PROBLEM DETAILS: Reproduce all of the entries character for character, while leaving out any pictures they contain.

Items from a data source

# # # # #

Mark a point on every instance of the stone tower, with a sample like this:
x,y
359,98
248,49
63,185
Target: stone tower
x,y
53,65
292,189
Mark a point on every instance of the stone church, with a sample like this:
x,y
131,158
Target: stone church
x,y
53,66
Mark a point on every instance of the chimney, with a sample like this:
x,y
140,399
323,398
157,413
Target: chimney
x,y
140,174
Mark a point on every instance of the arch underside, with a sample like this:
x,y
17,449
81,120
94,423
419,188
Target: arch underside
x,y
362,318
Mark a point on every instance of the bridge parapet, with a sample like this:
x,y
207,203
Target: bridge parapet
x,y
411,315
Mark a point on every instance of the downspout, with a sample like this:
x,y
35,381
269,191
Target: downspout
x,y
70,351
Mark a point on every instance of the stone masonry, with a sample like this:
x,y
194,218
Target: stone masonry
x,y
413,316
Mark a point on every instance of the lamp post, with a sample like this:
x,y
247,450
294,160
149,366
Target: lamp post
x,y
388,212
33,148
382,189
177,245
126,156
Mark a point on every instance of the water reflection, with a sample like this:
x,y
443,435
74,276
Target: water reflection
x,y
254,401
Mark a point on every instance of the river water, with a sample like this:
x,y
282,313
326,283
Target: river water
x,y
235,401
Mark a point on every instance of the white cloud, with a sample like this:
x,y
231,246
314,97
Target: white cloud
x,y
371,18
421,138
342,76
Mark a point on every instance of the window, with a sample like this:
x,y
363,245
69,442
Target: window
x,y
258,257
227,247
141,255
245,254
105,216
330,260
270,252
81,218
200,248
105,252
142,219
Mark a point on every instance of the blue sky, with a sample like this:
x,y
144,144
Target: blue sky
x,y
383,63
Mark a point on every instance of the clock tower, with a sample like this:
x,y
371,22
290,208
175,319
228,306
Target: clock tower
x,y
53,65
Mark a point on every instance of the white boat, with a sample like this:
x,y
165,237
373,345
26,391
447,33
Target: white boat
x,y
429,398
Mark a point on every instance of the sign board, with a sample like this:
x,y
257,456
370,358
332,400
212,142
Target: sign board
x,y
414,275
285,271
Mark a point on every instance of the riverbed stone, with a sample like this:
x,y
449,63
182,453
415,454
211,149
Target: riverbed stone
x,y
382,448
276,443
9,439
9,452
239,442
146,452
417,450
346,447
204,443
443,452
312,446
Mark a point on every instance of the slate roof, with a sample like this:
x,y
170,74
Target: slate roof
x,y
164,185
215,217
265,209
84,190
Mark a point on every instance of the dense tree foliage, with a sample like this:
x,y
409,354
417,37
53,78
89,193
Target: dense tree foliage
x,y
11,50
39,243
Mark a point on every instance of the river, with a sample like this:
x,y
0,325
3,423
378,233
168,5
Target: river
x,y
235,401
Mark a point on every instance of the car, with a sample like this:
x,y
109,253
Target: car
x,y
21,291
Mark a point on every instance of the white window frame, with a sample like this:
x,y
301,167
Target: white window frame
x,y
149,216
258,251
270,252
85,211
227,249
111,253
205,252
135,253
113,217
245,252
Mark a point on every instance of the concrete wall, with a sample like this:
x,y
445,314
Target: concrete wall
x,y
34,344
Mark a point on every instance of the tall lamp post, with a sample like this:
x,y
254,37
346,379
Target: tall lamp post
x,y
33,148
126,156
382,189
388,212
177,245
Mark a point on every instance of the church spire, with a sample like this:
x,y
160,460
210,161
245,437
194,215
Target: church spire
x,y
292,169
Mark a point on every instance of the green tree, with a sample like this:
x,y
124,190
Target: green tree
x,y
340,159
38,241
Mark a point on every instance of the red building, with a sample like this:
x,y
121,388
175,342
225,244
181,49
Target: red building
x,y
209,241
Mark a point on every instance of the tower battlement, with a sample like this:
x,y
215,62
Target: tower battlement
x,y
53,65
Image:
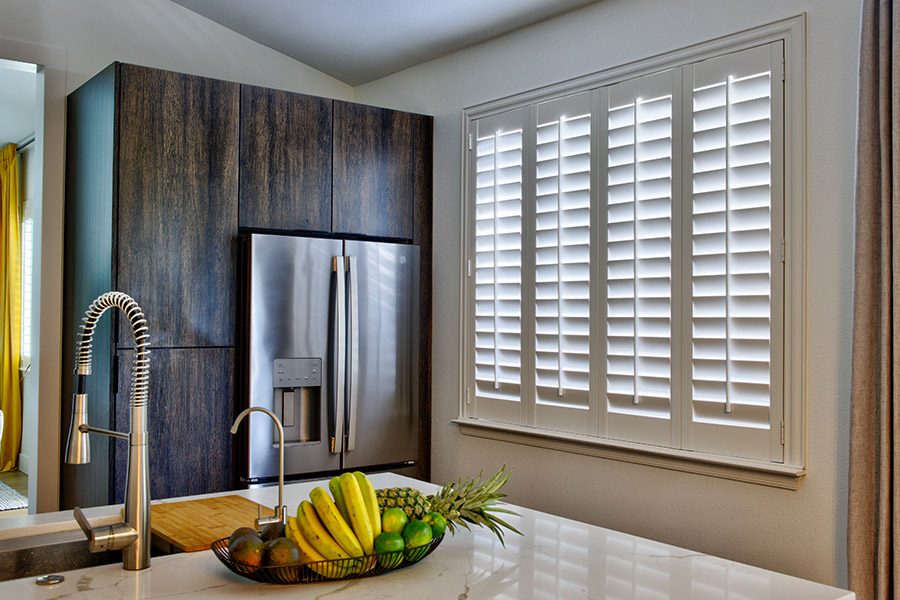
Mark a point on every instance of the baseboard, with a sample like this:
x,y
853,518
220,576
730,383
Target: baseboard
x,y
24,464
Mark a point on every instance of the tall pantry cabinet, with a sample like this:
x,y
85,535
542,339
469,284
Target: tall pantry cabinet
x,y
151,210
164,171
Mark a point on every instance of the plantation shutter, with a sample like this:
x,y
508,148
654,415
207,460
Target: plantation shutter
x,y
562,207
496,162
639,256
736,267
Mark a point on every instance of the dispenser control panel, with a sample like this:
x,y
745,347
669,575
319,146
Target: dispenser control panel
x,y
298,372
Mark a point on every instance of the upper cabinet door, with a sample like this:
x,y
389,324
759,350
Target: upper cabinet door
x,y
285,160
177,205
377,169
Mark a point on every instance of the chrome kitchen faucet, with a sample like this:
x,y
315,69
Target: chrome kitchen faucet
x,y
132,535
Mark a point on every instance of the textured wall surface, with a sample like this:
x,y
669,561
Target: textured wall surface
x,y
74,40
797,532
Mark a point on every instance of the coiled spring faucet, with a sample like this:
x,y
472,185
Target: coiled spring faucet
x,y
132,535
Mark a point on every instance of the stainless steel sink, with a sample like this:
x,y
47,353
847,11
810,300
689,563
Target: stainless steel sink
x,y
43,554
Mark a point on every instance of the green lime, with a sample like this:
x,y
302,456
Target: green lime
x,y
417,535
394,520
438,523
392,543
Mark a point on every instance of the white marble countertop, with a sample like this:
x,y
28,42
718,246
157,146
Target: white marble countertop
x,y
555,558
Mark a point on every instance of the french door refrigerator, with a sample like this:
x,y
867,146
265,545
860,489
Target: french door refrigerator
x,y
330,345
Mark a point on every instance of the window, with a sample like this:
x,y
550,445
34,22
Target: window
x,y
626,260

# # # # #

ANSWER SPACE:
Mark a point on every instance of the stone tower, with a sample like this:
x,y
359,98
248,49
63,185
Target: stone tower
x,y
53,65
292,189
Mark a point on every instance of the stone church, with a sample like this:
x,y
131,158
Target: stone church
x,y
53,66
Mark a point on every instance of the chimney, with a sample like this:
x,y
140,399
323,398
157,413
Target: chimney
x,y
140,174
Mark a point on every instance of the arch underside, with a sample like this:
x,y
17,449
81,120
94,423
419,188
Target: arch underside
x,y
362,318
Mark a point on every instance of the bridge parapet, with a sample like this:
x,y
207,203
Target: bridge parapet
x,y
411,315
Mark a point on every instance of the downspout, with a sample like this:
x,y
35,381
269,191
Target: downspout
x,y
70,351
Mark a point on every instance of the stone masonry, with a sample like this:
x,y
194,218
Target: stone masonry
x,y
413,316
Mark a point on every instance of the lamp post, with a sample like this:
x,y
247,450
294,160
149,366
Target: lamp post
x,y
388,212
33,148
382,189
177,245
126,156
Mark a point on every instance of the water reflection, with a sample like this:
x,y
443,435
74,276
Target: water reflection
x,y
254,401
Mark a point on every instance of the river water, with a sample like this:
x,y
282,313
326,283
Target: river water
x,y
235,401
Mark a point on every instance of the white cloud, with a sample like this:
x,y
231,246
314,97
Target: white cloud
x,y
371,18
421,138
342,76
Mark a point on every instance of the window, with a sample like this:
x,y
363,245
69,442
Target: window
x,y
258,257
227,247
141,255
245,254
105,216
330,260
270,252
81,218
200,248
105,252
142,219
Mark a point on every instance of the blue sky, with a sample like this:
x,y
144,144
Target: blue sky
x,y
383,63
Mark a point on every instance of the clock tower, with a sample like this:
x,y
371,22
290,208
175,319
228,306
Target: clock tower
x,y
53,65
Mark a point on every instance of the white boat, with a sample like this:
x,y
165,237
373,345
26,391
447,33
Target: white boat
x,y
429,398
Mark a point on every instance of the sign board, with a sample like this:
x,y
257,456
370,358
332,400
212,142
Target: sign board
x,y
414,275
285,271
Mark a point on every instance of the riverbed stone, with a sample like this:
x,y
449,63
182,453
415,454
211,149
Target: riverbed stone
x,y
382,448
276,443
9,439
9,452
239,442
146,452
417,450
346,447
204,443
443,452
312,446
Mark a point on every instance of the slate roof, with a sample like this:
x,y
170,74
Target: slate roof
x,y
164,185
215,217
265,209
84,190
Mark a point on every instance of the dense tree foliage, with a sample like this:
x,y
409,354
417,37
53,78
89,193
Target: dense tree foliage
x,y
11,50
39,243
Mark a point on every instance of the river, with a sample like this:
x,y
0,325
3,423
378,233
168,5
Target: river
x,y
235,401
Mark a point on every instance of the car, with a sample like this:
x,y
109,253
Target: car
x,y
21,291
Mark a point on every instance of the white window frame, with a sample like this:
x,y
301,167
Target: white window frame
x,y
149,216
258,251
270,252
85,211
227,249
111,253
205,252
135,253
113,217
245,252
Mark a point on every instance of the concrete wall, with a sample like this:
x,y
445,314
Target: concrete wall
x,y
34,344
Mark a point on every instance of the tall lamp post, with a sample like this:
x,y
254,37
346,379
Target: tall lamp post
x,y
33,148
126,156
382,189
388,212
177,245
Mark a point on every instance of the church spire, with a sample like this:
x,y
160,460
210,161
245,437
194,215
Target: church spire
x,y
292,169
Mark a point on every instance of the green tree, with a sample like this:
x,y
124,190
Target: green tree
x,y
340,159
38,241
Mark a point on every instance of the red building, with a sample like this:
x,y
121,388
175,342
225,244
181,49
Target: red building
x,y
209,241
Mark a point on every instance of the tower battlement, with a sample like this:
x,y
215,62
Target: tower battlement
x,y
53,65
Image:
Mark a point on every instance of the baseboard, with a sample like this:
x,y
853,518
220,576
730,383
Target: baseboard
x,y
24,464
Mark a point on every instance of the tall pantry cabinet, with a sample like this:
x,y
85,535
542,339
469,284
Target: tall pantry cabinet
x,y
151,210
164,171
Mark a point on every instance of the plantation shutter, with a sample like this:
x,y
508,148
654,415
207,460
Target: plantation shutter
x,y
562,207
496,162
639,256
736,267
Mark a point on every instance of the dispenser control panel, with a sample like this:
x,y
745,347
669,575
319,146
Target: dispenser control panel
x,y
298,372
Mark a point on every instance of the upper cabinet door, with a sample like this:
x,y
389,324
759,350
Target: upper cabinet door
x,y
285,160
177,205
377,169
Mark a point on every instance of the chrome kitchen faucet, with a sample like this:
x,y
315,69
Target: chrome kitchen faucet
x,y
132,535
Mark a point on every instance of the textured wall surface, with a sample like this:
x,y
669,561
Target: textured wall surface
x,y
74,40
797,532
Mark a point on every instance of the coiled spring faucet, with a sample like this:
x,y
472,185
Target: coiled spring faucet
x,y
132,535
Mark a point on every instance of the stainless steel sink, with a sample like this:
x,y
47,353
847,11
810,300
689,563
Target: stainless steel sink
x,y
43,554
Mark a point on every instance of the green lime, with a sample like this:
x,y
302,456
Target: green lime
x,y
417,535
394,520
438,523
392,543
Mark a point on every instance of the white marble countertop, with a sample like this:
x,y
28,42
718,246
157,146
Target: white marble countertop
x,y
555,558
Mark a point on every instance of the french door refrigerator, with a sample like this:
x,y
867,146
265,545
860,489
Target: french door refrigerator
x,y
330,345
Mark a point on every instance of the window, with a sample like this:
x,y
550,445
34,22
Target: window
x,y
626,260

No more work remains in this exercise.